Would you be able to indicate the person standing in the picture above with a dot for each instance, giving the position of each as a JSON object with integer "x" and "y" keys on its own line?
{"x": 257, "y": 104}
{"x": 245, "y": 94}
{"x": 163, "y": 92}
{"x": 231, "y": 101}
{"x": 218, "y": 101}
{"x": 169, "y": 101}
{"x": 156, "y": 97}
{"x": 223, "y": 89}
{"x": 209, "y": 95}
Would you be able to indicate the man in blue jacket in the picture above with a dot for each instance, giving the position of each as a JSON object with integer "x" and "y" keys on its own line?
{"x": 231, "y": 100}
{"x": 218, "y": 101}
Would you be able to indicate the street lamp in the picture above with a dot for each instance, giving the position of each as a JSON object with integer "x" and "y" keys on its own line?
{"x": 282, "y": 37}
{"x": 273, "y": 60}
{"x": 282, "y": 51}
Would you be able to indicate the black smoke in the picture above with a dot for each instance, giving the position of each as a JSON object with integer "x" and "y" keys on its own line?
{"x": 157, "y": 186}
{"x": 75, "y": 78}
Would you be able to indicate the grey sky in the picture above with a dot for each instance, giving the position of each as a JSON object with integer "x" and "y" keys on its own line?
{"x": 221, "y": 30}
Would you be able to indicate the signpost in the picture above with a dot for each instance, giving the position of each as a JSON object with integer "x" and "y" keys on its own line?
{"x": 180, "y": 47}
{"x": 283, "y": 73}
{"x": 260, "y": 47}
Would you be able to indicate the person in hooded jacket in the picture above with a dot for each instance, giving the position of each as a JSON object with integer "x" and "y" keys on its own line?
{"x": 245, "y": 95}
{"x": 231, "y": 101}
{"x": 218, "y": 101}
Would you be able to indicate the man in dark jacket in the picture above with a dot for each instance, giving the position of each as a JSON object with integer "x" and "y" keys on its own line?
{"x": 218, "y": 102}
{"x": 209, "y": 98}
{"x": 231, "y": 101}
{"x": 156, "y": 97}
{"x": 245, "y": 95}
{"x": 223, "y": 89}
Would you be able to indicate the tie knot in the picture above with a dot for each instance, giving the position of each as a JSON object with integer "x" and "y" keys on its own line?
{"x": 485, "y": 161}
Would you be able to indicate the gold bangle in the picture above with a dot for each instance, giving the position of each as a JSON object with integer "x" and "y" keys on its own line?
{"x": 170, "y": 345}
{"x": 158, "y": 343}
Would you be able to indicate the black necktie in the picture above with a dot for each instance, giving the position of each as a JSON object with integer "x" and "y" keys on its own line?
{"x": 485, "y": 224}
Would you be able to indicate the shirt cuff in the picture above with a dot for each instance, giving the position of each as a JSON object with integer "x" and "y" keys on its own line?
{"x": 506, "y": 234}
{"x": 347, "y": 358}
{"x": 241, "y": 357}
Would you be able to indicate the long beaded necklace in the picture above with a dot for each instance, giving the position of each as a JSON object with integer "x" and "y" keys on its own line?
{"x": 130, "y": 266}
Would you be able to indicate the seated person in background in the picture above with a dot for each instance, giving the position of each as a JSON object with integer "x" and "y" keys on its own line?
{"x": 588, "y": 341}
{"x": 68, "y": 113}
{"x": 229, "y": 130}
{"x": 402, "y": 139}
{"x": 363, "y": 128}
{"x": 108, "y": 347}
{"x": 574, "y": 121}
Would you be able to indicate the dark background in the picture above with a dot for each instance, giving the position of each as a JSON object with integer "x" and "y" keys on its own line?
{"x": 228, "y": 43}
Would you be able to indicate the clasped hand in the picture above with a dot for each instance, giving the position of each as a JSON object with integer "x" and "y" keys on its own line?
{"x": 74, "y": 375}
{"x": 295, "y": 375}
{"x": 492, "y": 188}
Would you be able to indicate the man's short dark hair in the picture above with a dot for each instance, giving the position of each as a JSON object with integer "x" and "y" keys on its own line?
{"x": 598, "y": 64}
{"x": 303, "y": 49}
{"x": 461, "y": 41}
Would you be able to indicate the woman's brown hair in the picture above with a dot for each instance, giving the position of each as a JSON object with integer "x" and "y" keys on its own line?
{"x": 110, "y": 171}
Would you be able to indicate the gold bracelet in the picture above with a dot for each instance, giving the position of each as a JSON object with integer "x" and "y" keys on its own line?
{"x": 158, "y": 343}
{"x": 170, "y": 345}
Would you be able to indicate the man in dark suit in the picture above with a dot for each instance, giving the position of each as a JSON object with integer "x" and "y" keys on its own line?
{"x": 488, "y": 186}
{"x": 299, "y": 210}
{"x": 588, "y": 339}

━━━━━━━━━━

Instructions to follow - Could you return the data above exactly as it stands?

Solution for this problem -
Would you be able to indicate the person standing in the picture above with a dot for each instance, giving the position of each as a JSON object with integer "x" and "y" keys on its own line?
{"x": 257, "y": 104}
{"x": 245, "y": 94}
{"x": 163, "y": 92}
{"x": 231, "y": 101}
{"x": 218, "y": 101}
{"x": 169, "y": 101}
{"x": 156, "y": 97}
{"x": 223, "y": 89}
{"x": 209, "y": 95}
Would you be able to indicate the man in blue jacket in the picture above with a dot for each instance, giving the position of each as a JSON object with integer "x" and "y" keys on its own line?
{"x": 231, "y": 100}
{"x": 218, "y": 101}
Would you be able to indicate the street lamp in the picture above with a dot for each instance, giving the position of each as a JSON object with integer "x" and "y" keys on its own line?
{"x": 282, "y": 37}
{"x": 273, "y": 60}
{"x": 282, "y": 51}
Would you be able to indicate the black smoke in the picture above with a dot for each instance, giving the position of each as a JSON object with integer "x" and "y" keys on its own line?
{"x": 157, "y": 186}
{"x": 75, "y": 78}
Would you be able to indicate the grey sky in the picture above with a dot for each instance, giving the position of each as a JSON object with integer "x" and "y" keys on its own line?
{"x": 221, "y": 30}
Would you be able to indicate the signpost in the picture above with a dot for each instance, giving the position of each as a JSON object with integer "x" and "y" keys on its own line?
{"x": 180, "y": 47}
{"x": 283, "y": 73}
{"x": 260, "y": 47}
Would you be able to indicate the person in hooded jacket in the picture above with a dot for each instance, giving the position of each as a JSON object with integer "x" and "y" keys on its own line?
{"x": 245, "y": 95}
{"x": 231, "y": 101}
{"x": 218, "y": 101}
Would you be able to indicate the man in dark jacket in the picture above with a dot for each instance, giving the position of each as a JSON object with integer "x" and "y" keys on its own line?
{"x": 218, "y": 102}
{"x": 209, "y": 98}
{"x": 231, "y": 101}
{"x": 156, "y": 97}
{"x": 245, "y": 95}
{"x": 223, "y": 89}
Would you be able to indicate the tie knot in the picture above with a dot for each instance, giving the position of each as a JSON object with integer "x" and "y" keys on its own line?
{"x": 485, "y": 161}
Would you be able to indicate the gold bangle in the picture above with a dot for each instance, giving the position of each as a JSON object with integer "x" and "y" keys on its own line?
{"x": 170, "y": 345}
{"x": 158, "y": 343}
Would you be able to indicate the black necktie in the picture above with a dot for each instance, giving the position of each as a JSON object with integer "x" and "y" keys on its own line?
{"x": 485, "y": 224}
Would you be able to indicate the shirt cuff in the picture above with a dot for each instance, giving the position of each as a JSON object with integer "x" and "y" keys on its own line?
{"x": 506, "y": 234}
{"x": 347, "y": 358}
{"x": 241, "y": 357}
Would you be able to indicate the long beaded necklace in the picture above with a dot for each instance, giving the position of each as a JSON object with integer "x" and "y" keys on its own line?
{"x": 130, "y": 266}
Would you be able to indicate the seated person in background in the picture above with a dot for each instance, giving the position of each as a JSON object with integer "x" and "y" keys on its own line?
{"x": 588, "y": 341}
{"x": 68, "y": 113}
{"x": 229, "y": 130}
{"x": 402, "y": 139}
{"x": 363, "y": 128}
{"x": 108, "y": 347}
{"x": 574, "y": 121}
Would you be able to indicate the dark background in the picture above with a dot for each instance, giving the position of each as a JSON object with integer "x" and "y" keys on its own line?
{"x": 228, "y": 43}
Would you be able to indicate the clasped hand in the picture above with a dot for each instance, giving the position of each as a JSON object with integer "x" and "y" keys on its own line?
{"x": 74, "y": 375}
{"x": 295, "y": 375}
{"x": 492, "y": 188}
Would you be able to indicate the man's short dark hair in the picture above with a dot for each instance, giving the position of each as a JSON object with integer "x" and "y" keys on its own line?
{"x": 598, "y": 64}
{"x": 303, "y": 49}
{"x": 461, "y": 41}
Would you be able to indicate the woman's brown hair in the picture above with a dot for each instance, giving the position of each as a JSON object with integer "x" and "y" keys on its own line?
{"x": 110, "y": 171}
Would you be able to indicate the gold bracelet in the picture above with a dot for each instance, giving the position of each as a JSON object with integer "x" and "y" keys on its own line?
{"x": 158, "y": 343}
{"x": 170, "y": 345}
Would you be able to indicate the man in dark suit in the picture above with a dot for each instance, giving the position of each as a JSON object with integer "x" and "y" keys on its own line?
{"x": 488, "y": 186}
{"x": 299, "y": 210}
{"x": 588, "y": 339}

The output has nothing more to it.